-- Start --

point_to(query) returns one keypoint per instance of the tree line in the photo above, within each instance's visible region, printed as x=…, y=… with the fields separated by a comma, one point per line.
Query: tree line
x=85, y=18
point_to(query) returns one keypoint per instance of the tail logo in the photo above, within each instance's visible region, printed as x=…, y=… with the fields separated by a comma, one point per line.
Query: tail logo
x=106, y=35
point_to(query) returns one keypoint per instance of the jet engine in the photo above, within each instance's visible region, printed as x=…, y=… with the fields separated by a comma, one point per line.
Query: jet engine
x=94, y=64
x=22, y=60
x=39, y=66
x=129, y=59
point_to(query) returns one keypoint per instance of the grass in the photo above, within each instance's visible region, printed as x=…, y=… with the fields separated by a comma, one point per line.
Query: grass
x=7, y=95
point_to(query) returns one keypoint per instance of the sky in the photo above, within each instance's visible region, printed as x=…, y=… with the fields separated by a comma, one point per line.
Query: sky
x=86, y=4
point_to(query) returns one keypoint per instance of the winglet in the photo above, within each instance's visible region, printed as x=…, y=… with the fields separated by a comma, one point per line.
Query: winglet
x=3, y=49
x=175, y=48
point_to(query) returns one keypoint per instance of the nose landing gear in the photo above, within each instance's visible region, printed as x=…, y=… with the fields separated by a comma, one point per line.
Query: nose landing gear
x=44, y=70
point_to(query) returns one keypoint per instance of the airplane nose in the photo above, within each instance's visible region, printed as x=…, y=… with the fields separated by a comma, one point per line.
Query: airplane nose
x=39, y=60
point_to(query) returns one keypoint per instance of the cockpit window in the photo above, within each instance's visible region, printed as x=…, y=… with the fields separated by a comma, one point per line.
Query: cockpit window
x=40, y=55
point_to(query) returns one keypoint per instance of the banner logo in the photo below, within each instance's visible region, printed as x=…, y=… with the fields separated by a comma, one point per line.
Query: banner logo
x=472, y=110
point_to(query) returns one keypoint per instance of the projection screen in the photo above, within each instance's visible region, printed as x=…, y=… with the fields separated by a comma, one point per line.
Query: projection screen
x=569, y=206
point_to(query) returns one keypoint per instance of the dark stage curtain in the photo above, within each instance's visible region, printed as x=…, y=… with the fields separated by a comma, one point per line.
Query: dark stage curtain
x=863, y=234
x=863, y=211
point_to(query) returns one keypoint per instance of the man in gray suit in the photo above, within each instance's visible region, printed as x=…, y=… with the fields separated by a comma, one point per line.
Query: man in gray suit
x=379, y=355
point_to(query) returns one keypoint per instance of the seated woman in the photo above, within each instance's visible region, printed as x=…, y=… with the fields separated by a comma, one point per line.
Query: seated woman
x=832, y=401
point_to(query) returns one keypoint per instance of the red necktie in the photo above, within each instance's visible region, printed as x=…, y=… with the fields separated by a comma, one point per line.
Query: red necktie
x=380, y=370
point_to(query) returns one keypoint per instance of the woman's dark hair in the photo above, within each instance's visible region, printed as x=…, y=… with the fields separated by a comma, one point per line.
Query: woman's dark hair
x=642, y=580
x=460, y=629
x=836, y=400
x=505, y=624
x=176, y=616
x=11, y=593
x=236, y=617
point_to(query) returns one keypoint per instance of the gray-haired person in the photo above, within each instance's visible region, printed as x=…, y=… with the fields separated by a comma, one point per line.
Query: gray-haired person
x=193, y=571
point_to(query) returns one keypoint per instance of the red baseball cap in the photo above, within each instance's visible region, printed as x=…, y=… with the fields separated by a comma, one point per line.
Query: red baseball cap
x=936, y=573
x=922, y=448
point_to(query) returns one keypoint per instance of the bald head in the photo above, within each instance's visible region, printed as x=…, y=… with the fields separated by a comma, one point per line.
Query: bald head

-- End --

**Exercise objective:**
Transcribe the material above line by line, reproducing every character without alteration.

**Output below:**
point_to(query) returns one keypoint per instance of the tree line in the photo above, within each instance's visible region, printed as x=…, y=… with the fields separated by a comma, one point per line.
Query: tree line
x=85, y=18
point_to(query) returns one keypoint per instance of the tail logo in the photo above, within each instance's visible region, printed as x=…, y=… with the fields separated by a comma, one point per line.
Query: tail logo
x=106, y=35
point_to(query) returns one keypoint per instance of the jet engine in the photo above, within each instance's visible region, printed as x=…, y=… with the fields separated by a comma, one point per line.
Query: jet engine
x=94, y=64
x=22, y=60
x=39, y=66
x=129, y=59
point_to(query) returns one keypoint per instance of the grass in the photo above, within each instance's visible region, printed as x=…, y=… with the fields separated by a comma, one point per line.
Query: grass
x=7, y=95
point_to(query) returns one keypoint per instance of the sky in the photo above, within each instance's visible region, printed as x=…, y=… with the fields separated by a comma, one point per line.
Query: sky
x=86, y=4
point_to(query) returns one keypoint per instance of the winglet in the photo above, within each instance's visible region, printed as x=…, y=… with the fields separated by a comma, one point per line.
Query: winglet
x=3, y=49
x=175, y=48
point_to(query) returns one keypoint per instance of the nose landing gear in the photo above, within each instance's visible region, printed as x=…, y=… with the fields separated by a comma, one point per line.
Query: nose landing gear
x=44, y=70
point_to(query) returns one keypoint per instance of the airplane nose in the photo above, within each instance's visible region, printed as x=…, y=… with the fields separated by a comma, one point per line.
Query: airplane nose
x=39, y=60
point_to(query) returns one keypoint per instance of the cockpit window in the photo above, within each instance's visible region, printed as x=…, y=… with the fields separated by a comma, one point per line.
Query: cockpit window
x=40, y=55
point_to(query) returns one keypoint per instance of the banner logo in the photo below, within each instance's visible region, printed as x=…, y=… with the fields separated by a comma, one point per line.
Query: banner logo
x=472, y=110
point_to(query) returns one keypoint per instance of the projection screen in the photo above, within each instance's visible region, printed as x=…, y=… with the fields separated by a comma, one point per line.
Query: projection screen
x=569, y=206
point_to(query) returns one keypoint per instance of the dark stage curtain in the photo above, within each instance's visible region, printed as x=…, y=… with the fields separated by a comma, one point per line.
Query: dark stage curtain
x=863, y=234
x=863, y=211
point_to(query) returns one keypoint per instance of the man in gray suit in the photo above, within each instance's visible region, printed as x=…, y=… with the fields separated by a comma, one point per line.
Query: man in gray suit
x=379, y=355
point_to(query) returns one keypoint per instance of the seated woman in the photo above, within each instance's visible region, printed as x=…, y=… with the fields separated by a comma, one point per line.
Query: seated woman
x=832, y=401
point_to(query) returns one keypoint per instance of the red necktie in the photo above, within each instance's visible region, printed as x=…, y=… with the fields separated by a comma, one point per line.
Query: red necktie
x=380, y=370
point_to(query) returns one keypoint per instance of the woman's dark hair in the photo above, within each instance's visible region, printed as x=…, y=… with the fields separated by a comma, one point per line.
Query: woman's dark hair
x=642, y=580
x=460, y=629
x=836, y=400
x=505, y=624
x=176, y=616
x=11, y=593
x=236, y=617
point_to(query) returns one keypoint per instance of the gray-haired person in the photo above, within each instance's visible region, printed as x=…, y=… with the fields separated by a comma, one point per line.
Query: gray-haired person
x=193, y=571
point_to(query) returns one keypoint per instance of the red baseball cap in the photo above, within each instance's visible region, printed as x=…, y=… with the fields separated by a comma, one point per line.
Query: red baseball cap
x=936, y=573
x=922, y=448
point_to(query) returns one keypoint per instance of the bald head in the photo above, within each instance's visible region, printed as x=…, y=… with the fields separated by a comma, one point per line.
Query: bald head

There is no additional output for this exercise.